[Start EXTRACTED INFORMATION]

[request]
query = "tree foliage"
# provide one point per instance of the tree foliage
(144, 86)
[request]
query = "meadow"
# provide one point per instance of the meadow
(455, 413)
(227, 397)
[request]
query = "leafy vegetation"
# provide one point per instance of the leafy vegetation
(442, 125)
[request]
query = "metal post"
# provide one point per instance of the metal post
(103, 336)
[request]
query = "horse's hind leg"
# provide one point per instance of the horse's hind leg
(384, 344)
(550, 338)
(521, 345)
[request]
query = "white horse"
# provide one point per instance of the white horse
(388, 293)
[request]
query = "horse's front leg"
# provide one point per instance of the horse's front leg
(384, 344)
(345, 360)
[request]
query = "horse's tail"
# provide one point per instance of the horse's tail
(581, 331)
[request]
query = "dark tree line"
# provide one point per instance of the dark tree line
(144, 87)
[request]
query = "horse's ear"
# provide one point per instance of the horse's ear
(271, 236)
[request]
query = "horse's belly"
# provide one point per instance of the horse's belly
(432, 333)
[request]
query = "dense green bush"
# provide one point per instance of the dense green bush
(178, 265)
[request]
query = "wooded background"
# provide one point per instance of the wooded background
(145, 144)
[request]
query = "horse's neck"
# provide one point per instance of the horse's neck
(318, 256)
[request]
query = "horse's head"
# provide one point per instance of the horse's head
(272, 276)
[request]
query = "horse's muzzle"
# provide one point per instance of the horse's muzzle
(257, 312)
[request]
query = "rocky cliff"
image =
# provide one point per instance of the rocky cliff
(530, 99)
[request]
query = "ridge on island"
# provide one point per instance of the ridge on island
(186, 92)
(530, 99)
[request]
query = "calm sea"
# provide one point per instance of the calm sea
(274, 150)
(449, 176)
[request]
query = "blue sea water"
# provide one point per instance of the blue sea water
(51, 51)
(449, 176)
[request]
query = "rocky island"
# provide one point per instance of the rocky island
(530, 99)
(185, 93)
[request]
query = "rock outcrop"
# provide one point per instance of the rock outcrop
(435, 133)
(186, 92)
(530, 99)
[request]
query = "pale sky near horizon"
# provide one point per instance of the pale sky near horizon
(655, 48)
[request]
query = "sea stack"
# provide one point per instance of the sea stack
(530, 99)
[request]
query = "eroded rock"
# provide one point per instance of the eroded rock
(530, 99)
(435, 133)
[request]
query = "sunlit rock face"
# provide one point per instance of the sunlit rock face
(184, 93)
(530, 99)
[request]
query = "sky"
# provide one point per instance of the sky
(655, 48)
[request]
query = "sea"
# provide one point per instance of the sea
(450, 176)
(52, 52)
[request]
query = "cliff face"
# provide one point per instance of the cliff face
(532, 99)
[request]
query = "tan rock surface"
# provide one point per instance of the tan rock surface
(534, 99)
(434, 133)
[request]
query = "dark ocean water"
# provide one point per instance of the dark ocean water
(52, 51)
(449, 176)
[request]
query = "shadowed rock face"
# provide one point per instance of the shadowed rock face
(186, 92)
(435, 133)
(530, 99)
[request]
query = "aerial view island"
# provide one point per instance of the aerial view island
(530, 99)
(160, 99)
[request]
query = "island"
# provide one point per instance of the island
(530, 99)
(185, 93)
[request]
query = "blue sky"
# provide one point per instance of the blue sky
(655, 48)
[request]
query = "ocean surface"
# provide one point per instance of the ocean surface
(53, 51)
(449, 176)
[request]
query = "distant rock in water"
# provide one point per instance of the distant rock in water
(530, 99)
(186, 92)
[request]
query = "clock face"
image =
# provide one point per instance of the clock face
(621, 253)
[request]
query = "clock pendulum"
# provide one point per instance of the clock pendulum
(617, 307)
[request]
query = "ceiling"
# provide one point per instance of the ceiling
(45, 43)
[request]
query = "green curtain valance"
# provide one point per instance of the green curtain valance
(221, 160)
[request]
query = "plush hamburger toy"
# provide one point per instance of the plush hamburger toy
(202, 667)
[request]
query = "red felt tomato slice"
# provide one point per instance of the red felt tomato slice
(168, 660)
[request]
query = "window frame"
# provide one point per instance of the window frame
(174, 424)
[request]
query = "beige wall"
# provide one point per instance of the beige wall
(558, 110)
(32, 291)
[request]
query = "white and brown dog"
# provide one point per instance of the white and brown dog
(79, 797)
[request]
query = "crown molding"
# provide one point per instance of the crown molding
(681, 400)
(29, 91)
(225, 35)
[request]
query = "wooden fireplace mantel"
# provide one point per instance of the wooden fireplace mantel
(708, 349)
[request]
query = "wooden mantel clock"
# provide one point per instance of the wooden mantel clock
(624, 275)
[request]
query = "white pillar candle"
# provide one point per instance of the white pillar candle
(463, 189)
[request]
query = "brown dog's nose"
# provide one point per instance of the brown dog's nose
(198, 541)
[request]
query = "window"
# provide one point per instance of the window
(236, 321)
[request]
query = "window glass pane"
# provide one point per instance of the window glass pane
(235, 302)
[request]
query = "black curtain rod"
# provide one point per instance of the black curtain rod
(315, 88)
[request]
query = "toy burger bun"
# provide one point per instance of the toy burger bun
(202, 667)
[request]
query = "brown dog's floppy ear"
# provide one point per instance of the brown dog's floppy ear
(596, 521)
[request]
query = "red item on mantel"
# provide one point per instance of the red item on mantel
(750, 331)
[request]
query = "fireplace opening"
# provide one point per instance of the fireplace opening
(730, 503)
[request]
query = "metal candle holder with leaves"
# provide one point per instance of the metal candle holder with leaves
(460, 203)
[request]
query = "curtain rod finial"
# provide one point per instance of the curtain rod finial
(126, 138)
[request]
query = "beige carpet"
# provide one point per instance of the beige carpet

[End EXTRACTED INFORMATION]

■ TO DO: Each record above must be given again exactly.

■ RESULT BELOW:
[request]
query = "tree foliage"
# provide one point per instance of the tree foliage
(144, 86)
[request]
query = "meadow"
# provide one point per instance of the meadow
(455, 413)
(227, 397)
[request]
query = "leafy vegetation"
# provide one point per instance of the leafy vegetation
(442, 125)
[request]
query = "metal post"
# provide one point per instance of the metal post
(103, 336)
[request]
query = "horse's hind leg"
# provide one point per instance of the horse's hind leg
(384, 344)
(550, 338)
(521, 345)
[request]
query = "white horse"
# provide one point per instance of the white horse
(388, 293)
[request]
query = "horse's front leg"
# provide one point per instance of the horse's front leg
(384, 344)
(345, 360)
[request]
query = "horse's tail"
# provide one point per instance of the horse's tail
(581, 331)
[request]
query = "dark tree line"
# provide one point per instance of the dark tree line
(144, 87)
[request]
query = "horse's ear"
# provide one point per instance of the horse's ear
(271, 236)
[request]
query = "horse's belly"
# provide one point per instance of the horse's belly
(432, 333)
[request]
query = "dense green bush"
# provide one point per instance of the dense green bush
(178, 265)
[request]
query = "wooded background"
# provide one point per instance of the wooded background
(145, 144)
[request]
query = "horse's neck"
# provide one point per instance of the horse's neck
(318, 256)
[request]
query = "horse's head"
# provide one point per instance of the horse's head
(272, 276)
[request]
query = "horse's muzzle"
# provide one point per instance of the horse's muzzle
(257, 312)
[request]
query = "rocky cliff"
image =
# provide one point per instance of the rocky cliff
(530, 99)
[request]
query = "ridge on island"
# provide one point per instance of the ridge on island
(186, 92)
(530, 99)
[request]
query = "calm sea"
# provide one point per instance of the calm sea
(274, 150)
(449, 176)
[request]
query = "blue sea water"
# provide one point per instance of the blue sea water
(51, 51)
(449, 176)
[request]
query = "rocky island"
# provide one point per instance of the rocky island
(530, 99)
(185, 93)
[request]
query = "rock outcrop"
# provide one point per instance of the rock outcrop
(435, 133)
(186, 92)
(530, 99)
[request]
query = "pale sky near horizon"
# provide one point per instance of the pale sky near horizon
(655, 48)
[request]
query = "sea stack"
# provide one point per instance of the sea stack
(530, 99)
[request]
query = "eroded rock"
# provide one point per instance of the eroded rock
(530, 99)
(435, 133)
[request]
query = "sunlit rock face"
# provide one point per instance of the sunlit rock face
(184, 93)
(530, 99)
[request]
query = "sky"
# provide one point per instance of the sky
(655, 48)
[request]
query = "sea"
# provide one point per instance of the sea
(450, 176)
(52, 52)
[request]
query = "cliff face"
# provide one point per instance of the cliff face
(532, 99)
[request]
query = "tan rock surface"
# provide one point per instance of the tan rock surface
(534, 99)
(434, 133)
[request]
query = "dark ocean water"
# provide one point per instance of the dark ocean water
(52, 51)
(449, 176)
[request]
query = "shadowed rock face"
# provide one point per instance of the shadowed rock face
(186, 92)
(435, 133)
(530, 99)
[request]
query = "aerial view island"
# provide one point per instance of the aerial view island
(530, 99)
(160, 99)
[request]
query = "island"
# provide one point per instance of the island
(530, 99)
(185, 93)
[request]
query = "blue sky"
# provide one point per instance of the blue sky
(655, 48)
[request]
query = "ocean surface"
# provide one point per instance of the ocean surface
(53, 51)
(449, 176)
[request]
query = "distant rock in water"
# provide one point per instance of the distant rock in water
(530, 99)
(186, 92)
[request]
query = "clock face"
image =
# provide one point per instance of the clock face
(621, 253)
[request]
query = "clock pendulum"
# provide one point per instance of the clock pendulum
(617, 307)
[request]
query = "ceiling"
# provide one point per instance of the ceiling
(45, 43)
[request]
query = "green curtain valance"
# provide one point per instance of the green curtain valance
(221, 160)
[request]
query = "plush hamburger toy"
# provide one point per instance of the plush hamburger toy
(202, 667)
[request]
query = "red felt tomato slice"
# provide one point per instance of the red felt tomato slice
(168, 660)
[request]
query = "window frame"
# provide one point per instance of the window frame
(174, 424)
[request]
query = "beige wall"
# provide one point per instance of the beige wall
(558, 110)
(32, 291)
[request]
query = "white and brown dog"
# provide one point per instance of the white and brown dog
(79, 797)
[request]
query = "crown molding"
# provide one point per instance of the crown molding
(681, 400)
(29, 91)
(225, 35)
[request]
query = "wooden fireplace mantel"
# provide one point per instance of the wooden fireplace mantel
(708, 349)
[request]
query = "wooden mantel clock"
# provide one point per instance of the wooden mantel clock
(624, 275)
[request]
query = "white pillar candle"
# provide one point per instance of the white pillar candle
(463, 189)
[request]
query = "brown dog's nose"
# provide one point per instance of the brown dog's nose
(198, 541)
[request]
query = "window"
# provide one point per instance of the window
(236, 321)
[request]
query = "window glass pane"
# provide one point per instance of the window glass pane
(235, 302)
[request]
query = "black curtain rod"
# provide one point per instance of the black curtain rod
(315, 88)
[request]
query = "toy burger bun"
# provide one point per instance of the toy burger bun
(202, 667)
[request]
query = "brown dog's floppy ear"
# provide one point per instance of the brown dog's floppy ear
(596, 521)
[request]
query = "red item on mantel"
# provide one point per instance of the red item on mantel
(750, 331)
[request]
query = "fireplace opening"
# provide one point per instance of the fireplace opening
(730, 503)
[request]
query = "metal candle holder with leaves"
# provide one point per instance of the metal candle holder with leaves
(460, 203)
[request]
query = "curtain rod finial"
# provide one point per instance of the curtain rod finial
(126, 138)
[request]
query = "beige carpet"
# provide one point per instance of the beige carpet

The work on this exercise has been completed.